### Tasks to complete
a: Answer these questions from the text on calling ministers to account, one answer a line:
(i) On what date was Ulumi summoned?
(ii) How many votes did Ulumi receive?
(iii) On what date did MPs vote down the ten per cent tax decree?
b: According to the text on calling ministers to account, why did MPs vote down the ten per cent tax on mobile phone credit? Answer in one to three sentences.
c: Extend the text on calling ministers to account, starting after its final sentence.

### Exercise text
+ + + + + + +

Calling ministers to account
The Wolesi Jirga summoned two ministers for interpellation sessions: Interior Minister Nur ul-Haq Ulumi and Minister of Communications and Information Technology Abdul Razaq Wahidi. Ulumi was summoned on 2 November 2015 and ordered to answer questions on the deteriorating security in the country and, in particular, how Kunduz had come to fall to the Taleban at the end of September. MPs accused the leaders of the National Unity Government of being “incompetent” as they had failed to protect people’s lives or the national interest. Ulumi was asked to explain the reasons behind the fall of several districts to insurgents. He blamed “countries in our neighbourhood,” singling out Pakistan, saying they did not want a sovereign Afghanistan. He attributed the fall of Kunduz to the Taleban as “a failure of government leadership.” Ulumi further noted “the withdrawal of international troops and a poorly equipped air force as being factors in the country’s deteriorating security situation.” He retained his position after MPs were apparently satisfied with his explanations and received 131 out of 151 votes.
Some ministers alleged that this support was not due to the fact that MPs had been convinced by his answers. MP Qais Hassan claimed, “A third hand is behind the 180 degrees change in lawmakers’ view,” adding, “Ulumi was not a good minister and did not properly manage his ministry.” In a Pajhwok article, MP Aziza Jales referred to “a door-to-door campaign in favour of the minister” and claimed that appointments based on “nepotism and misuse of tribal rivalries” had saved Ulumi from a vote of no confidence. “The same MPs who collected signatures to impeach the Interior Minister,” MP Rahman Rahmani from Balkh afterwards told AAN, “then became his defence lawyers during the interpellation session.”
On 4 January 2016 the Minister of Communications and Information Technology, Abdul Razaq Wahidi, was also summoned to give answers on alleged corruption charges and illegal appointments within the ministry, as well as a ten per cent tax collection on mobile phone credit. The presidential decree ushering in the ten per cent tax had been endorsed by the Council of Ministers while the Wolesi Jirga was in its summer recess. When they returned, MPs said it contravened article 79 of the constitution and, on 14 October 2015, voted it down. MP Ghulam Hussain Nasiri from Maidan Wardak said, “We must not discuss unlawful decrees.” “In the devastating economic situation of Afghanistan,” MP Ghulam Faruq Majruh from Herat told AAN, “imposing a ten per cent tax on telecom companies would be another burden on the nation.” There was no transparency in the tax collection process, he claimed, or where the money would be spent. Despite its rejection, telecom companies obeyed the decree and continued to enforce the ten per cent tax.

+ + + + + + +

### Dataset entries
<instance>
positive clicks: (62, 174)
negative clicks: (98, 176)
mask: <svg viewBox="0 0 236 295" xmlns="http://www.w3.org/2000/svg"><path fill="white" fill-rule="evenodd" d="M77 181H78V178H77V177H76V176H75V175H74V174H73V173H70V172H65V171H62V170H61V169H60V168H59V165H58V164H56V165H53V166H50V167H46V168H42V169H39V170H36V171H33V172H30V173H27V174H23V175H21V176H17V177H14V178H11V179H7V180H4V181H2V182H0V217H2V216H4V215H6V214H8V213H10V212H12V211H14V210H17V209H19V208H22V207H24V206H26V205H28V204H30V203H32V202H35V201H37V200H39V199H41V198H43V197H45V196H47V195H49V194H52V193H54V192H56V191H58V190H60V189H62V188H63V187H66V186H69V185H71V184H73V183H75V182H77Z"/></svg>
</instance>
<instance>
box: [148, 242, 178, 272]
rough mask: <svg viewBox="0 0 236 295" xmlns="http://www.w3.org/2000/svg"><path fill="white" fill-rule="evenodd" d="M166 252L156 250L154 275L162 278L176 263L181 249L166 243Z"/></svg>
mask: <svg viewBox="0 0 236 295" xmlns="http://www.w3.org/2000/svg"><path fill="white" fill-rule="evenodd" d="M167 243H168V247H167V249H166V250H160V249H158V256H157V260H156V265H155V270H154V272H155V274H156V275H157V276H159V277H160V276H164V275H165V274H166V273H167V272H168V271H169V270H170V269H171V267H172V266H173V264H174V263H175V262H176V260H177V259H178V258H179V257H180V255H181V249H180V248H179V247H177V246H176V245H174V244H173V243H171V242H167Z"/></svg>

+ + + + + + +

### Task answers
a:
(i) 2 November 2015
(ii) 131 out of 151
(iii) 14 October 2015

b: MPs said the presidential decree that introduced the tax contravened article 79 of the constitution. The decree had been endorsed by the Council of Ministers while the Wolesi Jirga was in its summer recess, and MPs raised this objection when they returned.

c:
During his interpellation Wahidi rejected these allegations, calling them baseless. As for the tax, he said it “goes to the finance ministry budget and this ministry should be interrogated on how and where the budget is spent.” Wahidi added that in the first ten days of the decree being enforced, approximately 80 million Afghanis had been collected. Wahidi survived his vote of no confidence by a wide margin. (10)
On 13 January 2016, less than two weeks later, on their first day back in session and after the interpellation of Wahidi took place (see AAN analysis here), MPs inexplicably approved the tax in spite of their initial outcry. One MP, Shahidzada from Herat, said during the hour-long open discussion following the vote, that the sudden approval of the same decree (without any amendments) “shows the double standards of the Wolesi Jirga.”
While it may be that MPs were either satisfied with Ulumi and Wahidi’s explanations or had simply wanted to make their concerns known (and were never intent on sacking either minister), it should be noted that these same MPs, on 9 November 2013, endorsed the (now former) Minister of Refugees and Repatriation Affairs, Jamahir Anwari, who was publically accused of being involved in administrative corruption, fraud and land grabbing. Investigative reporting by the Independent Media Consortium on 28 September 2013 revealed detailed accusations that Anwari had UNHCR, the UN’s refugee agency, transfer tens of thousands of dollars into the personal accounts of family members and others (see reporting here, here in Dari and here). A month later, in October 2013, the Independent Joint Anti-Corruption and Evaluation Committee, a leading anti-corruption monitoring and evaluation body in Afghanistan, released its ‘vulnerability to corruption’ assessment on the process of land distribution for repatriations and displaced people led by the Ministry for Refugees (available here). The report detailed widespread administrative corruption, bribery, forgery, nepotism, embezzlement and poor customer service in the ministry. (11)
On 10 October 2013, 57 MPs requested that Anwari come forward to explain these allegations in an interpellation hearing. On 9 November 2013, the minister was subjected to a rigorous cross-examination (see here and here). He survived a vote of no confidence.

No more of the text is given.